Extract provided:
++++

Faith Profile: Non-Theistic / Mystical–Individualist
Symbol: A tear-shaped red gemstone or shard of glass
Priestly Vestments: Robes of red and black
Dominant In: Karrnath and the Lhazaar Principalities; congregations in major cosmopolitan centres across Khorvaire
Liturgical Calendar Reckoning: FH (Fall of the House), counting from the destruction of House Vol


"Death is the end. Dolurrh is oblivion. If the Sovereigns exist, they are cruel. Stand with those you care for — all we have is this life and each other." — Core teaching of the Blood of Vol


The Blood of Vol is one of the oldest faiths indigenous to Khorvaire — not imported from Aerenal or Sarlona, but born here, in the hard soil of the eastern coastlands, among people who had been failed by distant institutions and empty promises. Its followers call themselves Seekers of the Divinity Within, and the name is apt: theirs is a faith that looks inward.

The central conviction of every Seeker is simple and unsparing. Death is not a passage. Dolurrh is not a gateway to some mysterious beyond — it is oblivion, a grey nothing where the soul dissolves and is gone. If the Sovereigns exist, they designed this fate and did nothing to prevent it. Against this bleak cosmology, the Blood of Vol offers a defiant answer: every mortal carries within their blood a spark of divine potential. The work of a Seeker's life is to find it, cultivate it, and if the faith's most ambitious hopes are realised, to transcend the death that robs every soul of its chance at divinity.

This is not a comfortable faith. It does not offer the reassurance of an afterlife. What it offers instead is community, honesty, and the radical insistence that your life — this life, right now — is the only sacred thing you have. To waste it in servitude to indifferent gods is the worst heresy a Seeker can imagine.

The Blood of Vol is a grim faith, but it is not an evil one. The perception that Seekers love death, want to become undead, or serve a lich queen is — for the vast majority of ordinary Seekers — simply false. They hate death. They hate it more than any other faith in Khorvaire. Necromancy exists in Seeker practice precisely because death is the enemy, and the enemies of the enemy become tools.

"Look not to the skies, nor to the depths below, nor even to the distant past or future. Seek the divine within, for the blood is the life, and in its call can be heard the promise of life eternal. One has but to listen." — Creed of the Blood of Vol


Origins

The Blood of Vol takes its name from a noble house — the line of Vol — that was destroyed in a catastrophe so ancient that its details have passed into myth. The faith reckons its liturgical calendar from the year of that destruction, noted as FH (Fall of the House); in 998 YK, the Galifar calendar corresponds to 2398 FH, though most Seekers use this reckoning only within the faith.

What is known, or at least widely believed among the Seekers themselves: the house of Vol was an Aereni family of great power, destroyed by jealous forces who feared what it had become. Elven exiles who had supported the family but survived the purge were driven from Aerenal. Many settled in what are now the Lhazaar Principalities and drifted west into the lands that would become Karrnath.

++++

Record extracts:
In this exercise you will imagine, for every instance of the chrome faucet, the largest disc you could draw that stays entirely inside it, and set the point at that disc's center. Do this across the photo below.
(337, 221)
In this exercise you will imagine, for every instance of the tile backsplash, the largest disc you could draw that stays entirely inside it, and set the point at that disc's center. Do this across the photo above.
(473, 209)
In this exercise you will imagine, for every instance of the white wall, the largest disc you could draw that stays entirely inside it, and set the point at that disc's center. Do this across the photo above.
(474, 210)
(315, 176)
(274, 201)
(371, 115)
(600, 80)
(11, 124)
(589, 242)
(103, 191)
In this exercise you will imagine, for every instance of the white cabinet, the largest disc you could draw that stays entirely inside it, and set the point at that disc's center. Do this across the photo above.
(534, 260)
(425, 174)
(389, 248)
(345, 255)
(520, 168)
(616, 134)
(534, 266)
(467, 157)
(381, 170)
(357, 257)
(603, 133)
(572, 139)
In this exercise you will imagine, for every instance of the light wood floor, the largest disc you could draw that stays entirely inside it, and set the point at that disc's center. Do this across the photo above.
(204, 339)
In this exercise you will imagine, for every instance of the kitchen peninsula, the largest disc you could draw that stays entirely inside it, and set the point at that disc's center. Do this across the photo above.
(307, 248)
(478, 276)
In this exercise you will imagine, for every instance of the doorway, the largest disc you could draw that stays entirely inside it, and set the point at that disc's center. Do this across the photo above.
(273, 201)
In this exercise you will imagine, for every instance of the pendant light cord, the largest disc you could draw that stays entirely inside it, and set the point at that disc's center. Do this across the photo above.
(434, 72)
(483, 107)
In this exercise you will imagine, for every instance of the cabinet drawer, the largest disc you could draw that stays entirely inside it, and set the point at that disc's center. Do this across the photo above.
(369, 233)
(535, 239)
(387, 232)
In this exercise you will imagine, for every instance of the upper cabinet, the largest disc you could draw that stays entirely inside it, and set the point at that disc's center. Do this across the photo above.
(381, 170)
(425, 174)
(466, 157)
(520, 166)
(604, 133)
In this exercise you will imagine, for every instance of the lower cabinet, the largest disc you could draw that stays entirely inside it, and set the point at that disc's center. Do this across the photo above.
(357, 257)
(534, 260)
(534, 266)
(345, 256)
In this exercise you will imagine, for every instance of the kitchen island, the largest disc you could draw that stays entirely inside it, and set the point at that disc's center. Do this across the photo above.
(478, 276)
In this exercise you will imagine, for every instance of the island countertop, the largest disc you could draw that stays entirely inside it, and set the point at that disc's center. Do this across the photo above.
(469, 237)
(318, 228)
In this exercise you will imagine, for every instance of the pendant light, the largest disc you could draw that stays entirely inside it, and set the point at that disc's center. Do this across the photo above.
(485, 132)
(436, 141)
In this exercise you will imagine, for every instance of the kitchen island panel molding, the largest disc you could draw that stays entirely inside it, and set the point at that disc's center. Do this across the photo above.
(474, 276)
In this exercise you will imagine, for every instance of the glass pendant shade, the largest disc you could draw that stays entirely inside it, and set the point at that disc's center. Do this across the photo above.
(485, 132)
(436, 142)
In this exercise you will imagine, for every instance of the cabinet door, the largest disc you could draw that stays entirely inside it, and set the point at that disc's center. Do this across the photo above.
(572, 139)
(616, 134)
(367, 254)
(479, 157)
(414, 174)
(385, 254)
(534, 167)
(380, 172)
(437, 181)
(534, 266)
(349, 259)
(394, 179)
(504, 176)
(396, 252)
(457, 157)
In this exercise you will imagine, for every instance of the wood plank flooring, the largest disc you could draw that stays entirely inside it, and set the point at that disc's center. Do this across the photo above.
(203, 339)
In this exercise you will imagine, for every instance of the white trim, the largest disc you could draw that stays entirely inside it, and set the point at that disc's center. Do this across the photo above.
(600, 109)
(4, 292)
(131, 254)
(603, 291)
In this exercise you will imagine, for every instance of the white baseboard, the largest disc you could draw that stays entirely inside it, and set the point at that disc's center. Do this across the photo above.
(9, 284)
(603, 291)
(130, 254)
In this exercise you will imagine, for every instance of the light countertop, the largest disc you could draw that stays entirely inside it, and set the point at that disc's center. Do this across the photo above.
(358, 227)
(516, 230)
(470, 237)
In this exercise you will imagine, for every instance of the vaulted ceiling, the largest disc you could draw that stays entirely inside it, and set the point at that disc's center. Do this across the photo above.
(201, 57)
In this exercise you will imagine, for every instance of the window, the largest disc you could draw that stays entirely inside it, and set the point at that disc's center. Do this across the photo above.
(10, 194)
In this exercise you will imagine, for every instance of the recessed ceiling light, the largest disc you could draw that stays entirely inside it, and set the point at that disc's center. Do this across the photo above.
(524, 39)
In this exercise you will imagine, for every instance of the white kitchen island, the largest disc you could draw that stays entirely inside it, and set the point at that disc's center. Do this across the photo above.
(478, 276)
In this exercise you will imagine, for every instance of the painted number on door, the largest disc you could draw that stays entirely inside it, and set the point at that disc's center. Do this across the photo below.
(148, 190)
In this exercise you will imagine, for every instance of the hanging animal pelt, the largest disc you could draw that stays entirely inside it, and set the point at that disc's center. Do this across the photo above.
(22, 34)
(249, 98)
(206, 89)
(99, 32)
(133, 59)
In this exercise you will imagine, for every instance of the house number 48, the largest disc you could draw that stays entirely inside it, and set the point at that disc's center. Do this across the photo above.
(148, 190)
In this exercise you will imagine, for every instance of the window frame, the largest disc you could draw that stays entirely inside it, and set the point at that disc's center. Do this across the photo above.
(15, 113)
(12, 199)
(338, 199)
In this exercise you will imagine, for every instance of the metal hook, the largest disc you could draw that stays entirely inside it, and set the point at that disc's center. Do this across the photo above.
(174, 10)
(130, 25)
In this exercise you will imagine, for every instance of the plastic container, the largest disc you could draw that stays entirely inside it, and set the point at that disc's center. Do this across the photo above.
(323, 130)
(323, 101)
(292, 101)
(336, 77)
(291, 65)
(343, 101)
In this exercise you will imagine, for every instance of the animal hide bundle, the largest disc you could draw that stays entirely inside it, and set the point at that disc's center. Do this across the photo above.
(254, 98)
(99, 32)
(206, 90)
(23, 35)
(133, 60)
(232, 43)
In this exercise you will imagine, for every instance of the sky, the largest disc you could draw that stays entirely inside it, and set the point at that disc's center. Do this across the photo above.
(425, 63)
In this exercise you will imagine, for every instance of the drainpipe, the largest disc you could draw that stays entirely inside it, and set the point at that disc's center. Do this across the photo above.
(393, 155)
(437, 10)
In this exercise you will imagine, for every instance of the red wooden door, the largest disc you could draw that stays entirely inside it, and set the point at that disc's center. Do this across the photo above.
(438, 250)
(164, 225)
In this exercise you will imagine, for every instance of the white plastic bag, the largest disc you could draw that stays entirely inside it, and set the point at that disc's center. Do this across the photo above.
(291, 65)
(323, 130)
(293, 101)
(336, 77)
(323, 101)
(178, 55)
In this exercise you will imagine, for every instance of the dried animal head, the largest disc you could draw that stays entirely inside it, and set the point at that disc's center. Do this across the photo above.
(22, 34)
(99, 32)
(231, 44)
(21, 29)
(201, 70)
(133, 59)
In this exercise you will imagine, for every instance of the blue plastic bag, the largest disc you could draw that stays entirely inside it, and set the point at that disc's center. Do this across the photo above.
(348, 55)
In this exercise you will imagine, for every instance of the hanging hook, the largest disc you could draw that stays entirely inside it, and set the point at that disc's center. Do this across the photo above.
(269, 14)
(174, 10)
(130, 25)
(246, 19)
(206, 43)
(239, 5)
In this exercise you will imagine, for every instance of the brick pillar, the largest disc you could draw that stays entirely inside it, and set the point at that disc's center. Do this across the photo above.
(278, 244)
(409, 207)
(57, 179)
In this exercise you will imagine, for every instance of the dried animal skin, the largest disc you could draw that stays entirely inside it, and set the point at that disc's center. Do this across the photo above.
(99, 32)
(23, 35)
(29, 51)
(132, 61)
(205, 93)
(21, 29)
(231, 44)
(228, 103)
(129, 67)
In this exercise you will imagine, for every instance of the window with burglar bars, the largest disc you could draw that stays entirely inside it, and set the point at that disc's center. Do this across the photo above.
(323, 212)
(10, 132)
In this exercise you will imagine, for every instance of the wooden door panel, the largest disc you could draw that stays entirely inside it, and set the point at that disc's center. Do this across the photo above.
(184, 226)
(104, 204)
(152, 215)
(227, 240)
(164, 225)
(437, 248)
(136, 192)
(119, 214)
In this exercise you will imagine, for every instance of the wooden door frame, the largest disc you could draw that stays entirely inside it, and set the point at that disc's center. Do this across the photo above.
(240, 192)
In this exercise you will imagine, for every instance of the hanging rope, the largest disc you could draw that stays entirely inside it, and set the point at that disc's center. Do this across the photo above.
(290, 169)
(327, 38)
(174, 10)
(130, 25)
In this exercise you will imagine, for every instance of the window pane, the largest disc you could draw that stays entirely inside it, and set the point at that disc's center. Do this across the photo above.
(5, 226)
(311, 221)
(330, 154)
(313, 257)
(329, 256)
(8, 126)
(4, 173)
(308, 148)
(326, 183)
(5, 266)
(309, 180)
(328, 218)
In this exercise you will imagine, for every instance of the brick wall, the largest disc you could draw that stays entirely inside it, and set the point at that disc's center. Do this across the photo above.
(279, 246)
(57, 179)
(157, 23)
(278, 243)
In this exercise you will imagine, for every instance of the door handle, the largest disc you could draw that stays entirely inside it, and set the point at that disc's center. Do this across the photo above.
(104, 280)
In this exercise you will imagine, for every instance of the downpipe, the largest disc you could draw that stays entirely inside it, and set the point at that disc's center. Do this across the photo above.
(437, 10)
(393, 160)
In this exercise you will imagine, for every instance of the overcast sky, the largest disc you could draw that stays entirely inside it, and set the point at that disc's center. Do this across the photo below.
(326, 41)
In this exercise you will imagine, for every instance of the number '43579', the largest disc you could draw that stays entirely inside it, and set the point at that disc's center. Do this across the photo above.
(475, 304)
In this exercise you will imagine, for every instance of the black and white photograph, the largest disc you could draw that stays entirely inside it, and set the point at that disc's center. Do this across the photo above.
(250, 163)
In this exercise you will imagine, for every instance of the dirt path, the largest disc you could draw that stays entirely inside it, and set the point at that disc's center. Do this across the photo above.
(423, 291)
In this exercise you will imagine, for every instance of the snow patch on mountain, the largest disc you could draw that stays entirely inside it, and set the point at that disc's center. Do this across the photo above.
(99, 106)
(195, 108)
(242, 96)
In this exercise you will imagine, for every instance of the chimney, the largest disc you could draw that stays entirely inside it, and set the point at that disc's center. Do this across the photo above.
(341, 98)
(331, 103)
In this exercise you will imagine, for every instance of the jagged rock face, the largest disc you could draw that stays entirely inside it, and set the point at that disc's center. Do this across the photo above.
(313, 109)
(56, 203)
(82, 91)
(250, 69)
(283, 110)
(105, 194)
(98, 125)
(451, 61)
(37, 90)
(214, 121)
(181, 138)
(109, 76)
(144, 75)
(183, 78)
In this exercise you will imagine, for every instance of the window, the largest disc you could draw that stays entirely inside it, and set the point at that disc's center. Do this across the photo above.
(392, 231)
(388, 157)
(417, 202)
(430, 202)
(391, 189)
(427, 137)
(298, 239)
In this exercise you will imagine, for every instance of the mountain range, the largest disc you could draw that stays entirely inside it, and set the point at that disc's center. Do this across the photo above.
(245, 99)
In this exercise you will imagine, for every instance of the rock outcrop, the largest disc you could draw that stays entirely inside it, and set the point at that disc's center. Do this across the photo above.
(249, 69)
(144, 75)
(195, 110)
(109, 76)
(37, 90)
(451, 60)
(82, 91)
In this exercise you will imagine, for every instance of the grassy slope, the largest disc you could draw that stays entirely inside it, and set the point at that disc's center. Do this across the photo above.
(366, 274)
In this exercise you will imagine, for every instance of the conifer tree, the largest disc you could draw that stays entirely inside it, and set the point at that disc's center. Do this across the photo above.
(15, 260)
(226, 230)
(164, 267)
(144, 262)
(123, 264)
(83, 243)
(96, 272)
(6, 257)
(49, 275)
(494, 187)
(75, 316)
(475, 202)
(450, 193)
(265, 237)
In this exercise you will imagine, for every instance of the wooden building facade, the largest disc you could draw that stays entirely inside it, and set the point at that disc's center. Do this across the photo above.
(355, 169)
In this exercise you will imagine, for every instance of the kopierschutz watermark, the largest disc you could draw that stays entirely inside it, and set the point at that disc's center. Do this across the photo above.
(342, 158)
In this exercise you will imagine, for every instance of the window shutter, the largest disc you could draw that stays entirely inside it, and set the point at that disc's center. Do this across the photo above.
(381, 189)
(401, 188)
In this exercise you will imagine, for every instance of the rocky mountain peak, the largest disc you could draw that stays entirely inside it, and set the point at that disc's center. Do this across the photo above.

++++

Your objective:
Repeat word for word the passage of the Blood of Vol profile above that opens with the words containing "What is known, or" and closes with "would become Karrnath.".

Answer for this exercise:
What is known, or at least widely believed among the Seekers themselves: the house of Vol was an Aereni family of great power, destroyed by jealous forces who feared what it had become. Elven exiles who had supported the family but survived the purge were driven from Aerenal. Many settled in what are now the Lhazaar Principalities and drifted west into the lands that would become Karrnath.